=== ANGEZEIGTER TEXT ===

%%

Viel umjubelte Aufführung von Wolfgang Herrndorfs „Tschick“ auf der TiL-Studiobühne - Gießener Anzeiger

27.01.2014

GIESSEN - „Tschick“, benannt nach seinem Helden Andrej Tschichatschow, stieg überraschend zum Bestseller des Jahres 2010 auf. Der Jugendroman von Wolfgang Herrndorf liegt mittlerweile in der 26. Auflage vor. Auch auf den deutschen Bühnen wurde „Tschick“ in der Fassung von Robert Koall zu einem Dauererfolg. Jetzt hat das Stadttheater Gießen den Stoff aufgegriffen und in einer viel umjubelten Aufführung auf der TiL-Studiobühne präsentiert. Die ambitionierten Kunstschaffenden: Abdul M. Kunze (Inszenierung), Bernhard Niechotz (Bühne und Kostüme), Pascal Thomas (Maik) und Vincenz Türpe (Tschick).

Zwei Personen auf einer kargen, von Neonröhren ausgeleuchteten Bühne, die immerhin 90 Minuten lang die Handlung mit Dialogen, Erinnerungen und viel Action in Bewegung halten müssen: Das will schon etwas heißen. Und das gelingt den beiden jungen Schauspielern mit viel darstellerischer Präsenz und Einfühlungsvermögen.

Doch im Gegensatz zum hochdramatischen ersten Kapitel des Buches läuft die Bühnenfassung eher etwas gemächlicher an. Ein schwieriger Part für Pascal Thomas, der den „Langweiler“ Maik Klingenberg geben muss und erst einmal über die zerrüttete Ehe seiner Eltern sinniert: Mutter Alkoholikerin, Vater mit junger Assistentin auf Geschäftsreise. Der 14-Jährige ist in Tatjana verliebt, wird zu seinem großen Kummer aber von ihr nicht zu ihrer Geburtstagsparty eingeladen.

Da passt es nur zu gut, dass gerade zu Ferienbeginn Tschick mit einem geklauten Lada vor der Tür der elterlichen Villa steht. Eine Glanzrolle für Vincenz Türpe, der den liebenswerten, gleichwohl etwas gewöhnungsbedürftigen jungen Russen mit geradezu entwaffnender Natürlichkeit spielt. Da stimmt alles, vom Gel im Haar bis zu dem leicht russischen Akzent in der Sprache.

%%

=== AUFGABENSTELLUNG ===
Bitte schreiben Sie die Kritik zur Gießener „Tschick“-Aufführung oben im selben Ton weiter und knüpfen Sie an ihren letzten Satz an.

=== DATENZEILEN ===
%%

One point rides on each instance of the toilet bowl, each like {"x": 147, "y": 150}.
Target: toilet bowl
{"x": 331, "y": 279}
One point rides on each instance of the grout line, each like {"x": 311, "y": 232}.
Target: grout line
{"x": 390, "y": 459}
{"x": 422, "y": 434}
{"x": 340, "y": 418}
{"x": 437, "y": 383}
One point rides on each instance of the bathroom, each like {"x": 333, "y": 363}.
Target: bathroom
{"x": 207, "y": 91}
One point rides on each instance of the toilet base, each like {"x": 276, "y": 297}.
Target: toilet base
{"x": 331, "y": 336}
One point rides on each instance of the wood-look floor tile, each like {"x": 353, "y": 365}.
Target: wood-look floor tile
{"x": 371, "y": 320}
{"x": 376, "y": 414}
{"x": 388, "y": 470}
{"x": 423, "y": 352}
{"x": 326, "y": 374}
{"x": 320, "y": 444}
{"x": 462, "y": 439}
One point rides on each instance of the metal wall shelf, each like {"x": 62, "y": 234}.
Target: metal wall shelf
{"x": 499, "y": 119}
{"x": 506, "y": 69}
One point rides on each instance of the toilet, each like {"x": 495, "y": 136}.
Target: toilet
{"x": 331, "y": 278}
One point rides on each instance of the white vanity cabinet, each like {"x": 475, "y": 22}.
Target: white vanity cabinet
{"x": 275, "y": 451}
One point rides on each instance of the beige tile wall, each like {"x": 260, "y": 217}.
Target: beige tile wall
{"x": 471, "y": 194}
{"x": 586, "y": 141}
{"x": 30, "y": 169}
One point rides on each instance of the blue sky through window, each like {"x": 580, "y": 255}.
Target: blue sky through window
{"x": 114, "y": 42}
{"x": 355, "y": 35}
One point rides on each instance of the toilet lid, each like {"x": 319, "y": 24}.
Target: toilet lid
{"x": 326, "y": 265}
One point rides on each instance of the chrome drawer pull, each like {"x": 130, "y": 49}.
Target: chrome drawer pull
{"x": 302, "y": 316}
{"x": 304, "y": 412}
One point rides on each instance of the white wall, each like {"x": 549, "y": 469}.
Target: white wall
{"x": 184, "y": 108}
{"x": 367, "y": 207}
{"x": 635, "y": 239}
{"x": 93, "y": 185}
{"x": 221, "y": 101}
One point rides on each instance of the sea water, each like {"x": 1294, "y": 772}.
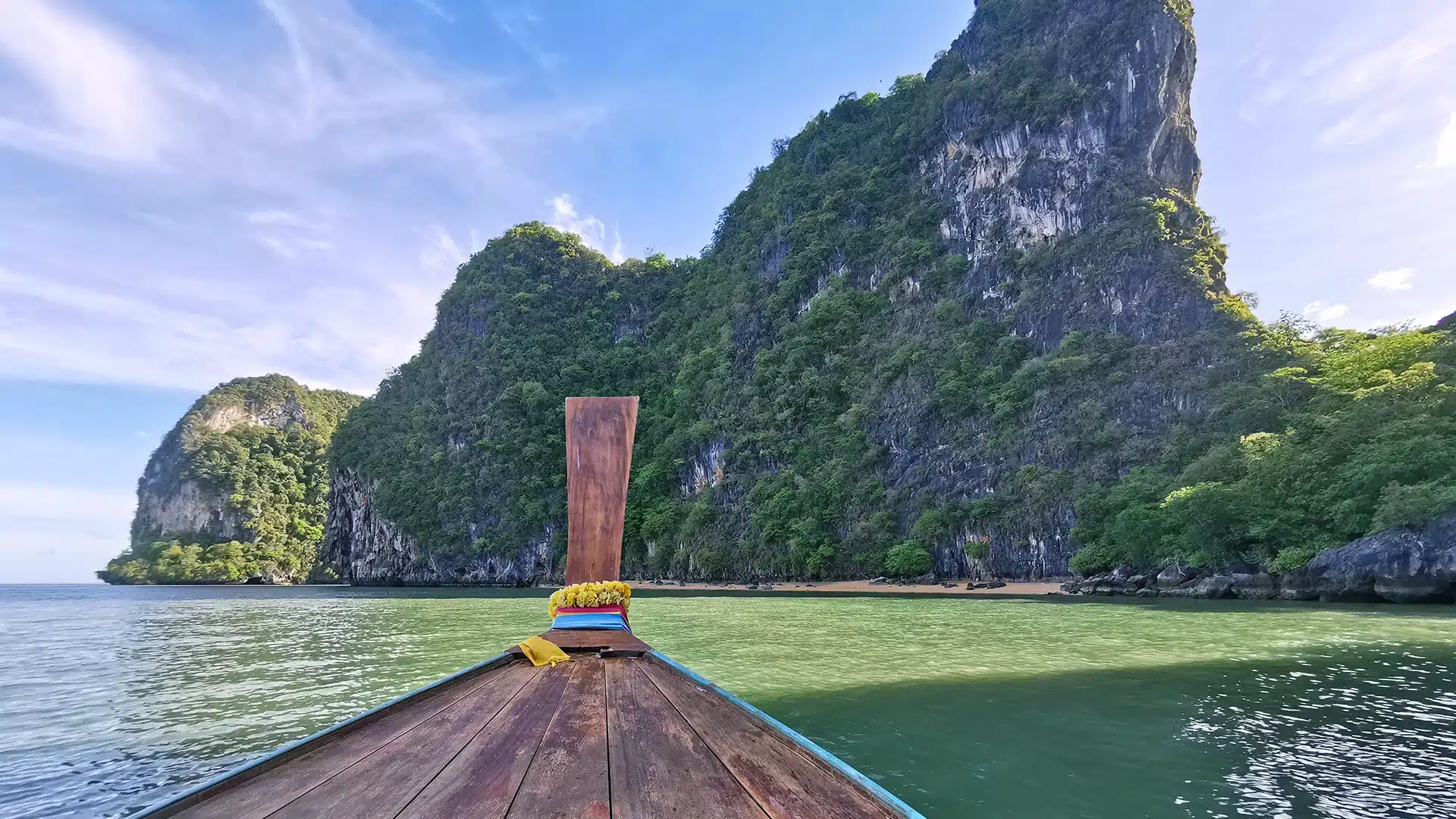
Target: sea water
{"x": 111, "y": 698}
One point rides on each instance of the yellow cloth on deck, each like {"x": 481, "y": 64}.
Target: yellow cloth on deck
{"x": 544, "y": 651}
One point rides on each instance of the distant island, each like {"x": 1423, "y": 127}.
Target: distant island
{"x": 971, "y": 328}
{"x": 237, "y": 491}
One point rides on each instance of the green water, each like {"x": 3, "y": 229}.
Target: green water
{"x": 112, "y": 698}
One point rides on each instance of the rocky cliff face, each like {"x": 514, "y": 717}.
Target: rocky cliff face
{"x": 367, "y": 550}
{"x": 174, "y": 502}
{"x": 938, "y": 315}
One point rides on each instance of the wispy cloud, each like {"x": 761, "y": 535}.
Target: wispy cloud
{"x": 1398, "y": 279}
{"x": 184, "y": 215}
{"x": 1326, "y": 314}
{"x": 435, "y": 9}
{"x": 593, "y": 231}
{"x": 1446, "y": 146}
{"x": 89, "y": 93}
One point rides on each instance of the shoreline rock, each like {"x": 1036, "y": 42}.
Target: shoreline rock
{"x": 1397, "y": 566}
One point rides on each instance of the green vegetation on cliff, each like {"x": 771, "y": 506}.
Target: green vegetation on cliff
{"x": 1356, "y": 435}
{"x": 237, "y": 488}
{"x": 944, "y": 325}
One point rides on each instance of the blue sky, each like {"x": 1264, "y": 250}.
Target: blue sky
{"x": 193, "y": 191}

%%

=== AUFGABENERGEBNIS ===
Ja, und eigentlich will Maik mit diesem „Assi“ aus der Berliner Hochhaussiedlung nichts zu tun haben, doch dann steigt er doch ins Auto ein. Einmal im Leben kein Langweiler sein, und ab geht es bei diesem abenteuerlichen Roadmovie auf dem Weg zum Erwachsenwerden. Ziel ist die Walachei, obwohl Maik starke Zweifel hat, ob es die Walachei überhaupt in Wirklichkeit gibt oder ob sie nur Teil einer Redewendung ist. Doch Tschick ist sich sicher: Schließlich stammen seine Vorfahren daher. Das Spiel mit Sprache und Begrifflichkeit taucht in immer neuen, oft urkomischen Varianten in Wolfgang Herrndorfs Jugendroman auf. Und von der Lebendigkeit seiner Dialoge profitiert auch das Bühnenstück.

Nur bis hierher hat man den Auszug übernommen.